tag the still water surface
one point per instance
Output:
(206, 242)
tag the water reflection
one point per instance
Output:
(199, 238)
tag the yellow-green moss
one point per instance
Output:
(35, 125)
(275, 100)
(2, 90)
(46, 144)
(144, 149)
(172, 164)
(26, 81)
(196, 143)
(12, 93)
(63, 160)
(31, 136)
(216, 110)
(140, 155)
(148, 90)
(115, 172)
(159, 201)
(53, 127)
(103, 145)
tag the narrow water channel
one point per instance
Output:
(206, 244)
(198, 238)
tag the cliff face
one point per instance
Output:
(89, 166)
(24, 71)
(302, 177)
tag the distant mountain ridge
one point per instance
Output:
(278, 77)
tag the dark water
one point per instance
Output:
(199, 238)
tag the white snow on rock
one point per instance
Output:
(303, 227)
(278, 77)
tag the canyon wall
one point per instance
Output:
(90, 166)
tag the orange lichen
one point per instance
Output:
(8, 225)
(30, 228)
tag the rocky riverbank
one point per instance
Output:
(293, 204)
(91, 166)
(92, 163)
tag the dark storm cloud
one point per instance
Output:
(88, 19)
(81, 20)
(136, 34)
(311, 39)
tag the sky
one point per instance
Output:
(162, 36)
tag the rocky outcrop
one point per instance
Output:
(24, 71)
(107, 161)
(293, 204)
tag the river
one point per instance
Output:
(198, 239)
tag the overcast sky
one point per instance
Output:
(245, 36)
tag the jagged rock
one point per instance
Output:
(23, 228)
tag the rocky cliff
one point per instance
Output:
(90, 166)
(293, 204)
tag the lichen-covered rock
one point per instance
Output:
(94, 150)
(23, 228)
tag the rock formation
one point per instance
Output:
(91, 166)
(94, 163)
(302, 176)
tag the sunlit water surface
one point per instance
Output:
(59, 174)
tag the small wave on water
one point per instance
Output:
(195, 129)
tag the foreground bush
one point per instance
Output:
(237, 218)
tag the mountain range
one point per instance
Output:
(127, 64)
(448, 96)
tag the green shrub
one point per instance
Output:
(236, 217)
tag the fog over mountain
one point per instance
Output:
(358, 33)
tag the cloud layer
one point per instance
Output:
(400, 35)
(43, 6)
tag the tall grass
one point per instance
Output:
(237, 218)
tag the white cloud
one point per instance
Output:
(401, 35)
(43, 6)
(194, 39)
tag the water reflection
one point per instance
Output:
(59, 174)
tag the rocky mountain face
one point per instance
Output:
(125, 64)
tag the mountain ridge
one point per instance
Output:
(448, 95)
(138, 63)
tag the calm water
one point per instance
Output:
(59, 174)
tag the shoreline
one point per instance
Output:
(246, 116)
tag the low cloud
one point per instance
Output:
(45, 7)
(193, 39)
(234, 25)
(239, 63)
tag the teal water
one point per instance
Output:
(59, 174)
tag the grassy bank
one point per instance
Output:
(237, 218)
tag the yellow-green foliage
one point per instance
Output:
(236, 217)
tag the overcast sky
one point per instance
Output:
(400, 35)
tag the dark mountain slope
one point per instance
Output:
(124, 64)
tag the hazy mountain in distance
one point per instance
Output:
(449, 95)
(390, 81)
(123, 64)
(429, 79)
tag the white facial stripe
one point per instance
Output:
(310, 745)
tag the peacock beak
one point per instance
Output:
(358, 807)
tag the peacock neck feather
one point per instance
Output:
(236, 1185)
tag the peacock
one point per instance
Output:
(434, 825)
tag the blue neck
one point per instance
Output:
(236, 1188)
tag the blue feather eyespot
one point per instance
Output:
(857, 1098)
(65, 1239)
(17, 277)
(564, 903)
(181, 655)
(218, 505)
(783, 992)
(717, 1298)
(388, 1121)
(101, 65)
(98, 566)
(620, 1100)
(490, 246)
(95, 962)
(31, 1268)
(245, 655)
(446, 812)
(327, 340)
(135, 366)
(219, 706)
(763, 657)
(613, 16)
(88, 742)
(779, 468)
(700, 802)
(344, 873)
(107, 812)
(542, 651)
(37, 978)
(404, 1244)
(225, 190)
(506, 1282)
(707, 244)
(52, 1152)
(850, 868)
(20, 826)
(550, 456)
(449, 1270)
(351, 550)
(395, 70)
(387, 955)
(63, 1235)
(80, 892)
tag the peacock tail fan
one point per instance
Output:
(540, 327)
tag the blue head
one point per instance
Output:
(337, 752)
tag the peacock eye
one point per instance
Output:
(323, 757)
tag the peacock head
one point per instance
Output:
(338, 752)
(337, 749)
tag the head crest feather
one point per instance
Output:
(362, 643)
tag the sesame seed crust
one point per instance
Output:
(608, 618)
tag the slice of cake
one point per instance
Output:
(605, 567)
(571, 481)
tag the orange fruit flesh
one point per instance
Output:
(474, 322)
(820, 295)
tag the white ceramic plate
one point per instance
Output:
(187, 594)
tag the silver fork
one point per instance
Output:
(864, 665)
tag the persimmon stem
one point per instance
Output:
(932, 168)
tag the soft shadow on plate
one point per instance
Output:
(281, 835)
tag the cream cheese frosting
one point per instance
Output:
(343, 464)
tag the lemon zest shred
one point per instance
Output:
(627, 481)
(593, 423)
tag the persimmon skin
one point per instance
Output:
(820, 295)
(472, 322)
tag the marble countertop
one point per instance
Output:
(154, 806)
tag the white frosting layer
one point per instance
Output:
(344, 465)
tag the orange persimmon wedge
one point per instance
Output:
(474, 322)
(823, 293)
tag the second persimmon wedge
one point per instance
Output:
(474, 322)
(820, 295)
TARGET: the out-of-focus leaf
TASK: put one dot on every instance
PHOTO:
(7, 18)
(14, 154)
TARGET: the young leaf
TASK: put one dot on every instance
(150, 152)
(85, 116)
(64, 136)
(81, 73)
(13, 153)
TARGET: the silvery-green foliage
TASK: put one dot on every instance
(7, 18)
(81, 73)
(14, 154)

__________

» **TASK TO COMPLETE**
Print each entry above again, exactly as it was given.

» **REPLY TO THE EXERCISE**
tag the still water surface
one point per instance
Output:
(206, 242)
tag the water reflection
one point per instance
Output:
(199, 238)
tag the yellow-green moss
one point per instance
Output:
(35, 125)
(275, 100)
(2, 90)
(46, 144)
(144, 149)
(172, 164)
(26, 81)
(196, 143)
(12, 93)
(63, 160)
(31, 136)
(216, 110)
(140, 155)
(148, 90)
(115, 172)
(159, 201)
(53, 127)
(103, 145)
tag the narrow water channel
one point per instance
Output:
(206, 244)
(198, 238)
tag the cliff face
one point per instance
Output:
(89, 166)
(24, 71)
(302, 177)
tag the distant mountain ridge
one point per instance
Output:
(278, 77)
tag the dark water
one point per instance
Output:
(199, 238)
tag the white snow on rock
one point per instance
Output:
(303, 227)
(278, 77)
tag the canyon wall
one point per instance
Output:
(90, 166)
tag the orange lichen
one point per instance
Output:
(8, 225)
(30, 228)
tag the rocky riverbank
one point per instance
Output:
(293, 204)
(91, 166)
(92, 163)
tag the dark storm cloud
one point per instance
Output:
(88, 19)
(81, 20)
(136, 34)
(311, 39)
tag the sky
one point per instance
Output:
(162, 36)
tag the rocky outcrop
one point per instance
Output:
(24, 71)
(107, 161)
(293, 204)
tag the river
one point per instance
Output:
(198, 239)
tag the overcast sky
one point per instance
Output:
(245, 36)
tag the jagged rock
one point per instance
Output:
(23, 228)
tag the rocky cliff
one point per instance
Output:
(90, 166)
(293, 204)
tag the lichen-covered rock
one point per instance
Output:
(94, 150)
(23, 228)
tag the rock formation
one point per instance
Output:
(91, 166)
(94, 163)
(302, 176)
tag the sunlit water surface
one point per instance
Output:
(59, 174)
tag the small wave on water
one point per instance
Output:
(195, 129)
tag the foreground bush
one point per instance
Output:
(237, 218)
tag the mountain range
one point per instance
Output:
(127, 64)
(448, 96)
tag the green shrub
one point per instance
Output:
(236, 217)
tag the fog over mountain
one point per instance
Output:
(358, 33)
tag the cloud layer
one point per instance
Output:
(400, 35)
(43, 6)
tag the tall grass
one point per instance
Output:
(237, 218)
tag the white cloud
one point per instance
Output:
(401, 35)
(43, 6)
(194, 39)
tag the water reflection
one point per instance
Output:
(59, 174)
tag the rocky mountain face
one point per instance
Output:
(125, 64)
tag the mountain ridge
one point per instance
Output:
(448, 95)
(138, 63)
tag the calm water
one point per instance
Output:
(59, 174)
tag the shoreline
one point per instance
Output:
(246, 116)
tag the low cloud
one point per instance
Output:
(45, 7)
(193, 39)
(234, 25)
(239, 63)
tag the teal water
one point per instance
Output:
(59, 174)
tag the grassy bank
one point per instance
Output:
(237, 218)
tag the yellow-green foliage
one point per instance
Output:
(236, 217)
tag the overcast sky
one point per instance
Output:
(400, 35)
tag the dark mountain slope
one point per instance
Output:
(124, 64)
tag the hazy mountain in distance
one point per instance
Output:
(449, 95)
(390, 81)
(123, 64)
(429, 79)
tag the white facial stripe
one point per instance
Output:
(310, 745)
tag the peacock beak
one point per instance
Output:
(358, 807)
tag the peacock neck feather
one point per instance
Output:
(236, 1185)
tag the peacock
one point per instance
Output:
(434, 825)
tag the blue neck
one point per instance
Output:
(236, 1188)
tag the blue feather eyespot
one point per instance
Output:
(857, 1098)
(65, 1239)
(17, 277)
(564, 903)
(181, 655)
(218, 505)
(783, 992)
(717, 1298)
(388, 1121)
(101, 65)
(98, 566)
(620, 1100)
(490, 246)
(95, 962)
(31, 1268)
(245, 655)
(446, 812)
(327, 340)
(135, 366)
(219, 706)
(763, 657)
(613, 16)
(88, 742)
(779, 468)
(700, 802)
(344, 873)
(107, 812)
(542, 651)
(37, 978)
(404, 1244)
(225, 190)
(506, 1282)
(707, 244)
(52, 1152)
(850, 868)
(20, 826)
(550, 456)
(449, 1270)
(351, 550)
(395, 70)
(387, 955)
(63, 1235)
(80, 892)
tag the peacock tail fan
one point per instance
Output:
(540, 327)
tag the blue head
one point per instance
Output:
(337, 752)
tag the peacock eye
one point per instance
Output:
(323, 757)
tag the peacock head
one point per instance
Output:
(338, 752)
(337, 749)
tag the head crest feather
one point per instance
Output:
(362, 643)
tag the sesame seed crust
one point per instance
Output:
(608, 618)
tag the slice of cake
one point per instance
Output:
(605, 567)
(571, 481)
tag the orange fruit flesh
one point per instance
Output:
(474, 322)
(820, 295)
tag the white ceramic plate
one point per instance
Output:
(187, 594)
tag the silver fork
one point per instance
Output:
(864, 665)
tag the persimmon stem
one point per instance
Output:
(932, 168)
tag the soft shadow on plate
one point per instance
Output:
(281, 835)
tag the cream cheese frosting
one point per instance
Output:
(343, 464)
tag the lemon zest shred
one point per instance
Output:
(627, 481)
(593, 423)
tag the persimmon skin
one point per instance
Output:
(820, 295)
(472, 322)
tag the marble countertop
one point per instance
Output:
(154, 806)
tag the white frosting layer
one point per instance
Output:
(344, 465)
tag the orange persimmon wedge
one point per instance
Output:
(474, 322)
(823, 293)
tag the second persimmon wedge
one point per instance
Output:
(474, 322)
(820, 295)
TARGET: the out-of-focus leaf
TASK: put one dot on every instance
PHOTO:
(7, 18)
(14, 154)
TARGET: the young leaf
TASK: put one dot on every instance
(150, 152)
(85, 116)
(64, 136)
(81, 73)
(13, 153)
TARGET: the silvery-green foliage
TASK: put one dot on every instance
(7, 18)
(81, 73)
(14, 154)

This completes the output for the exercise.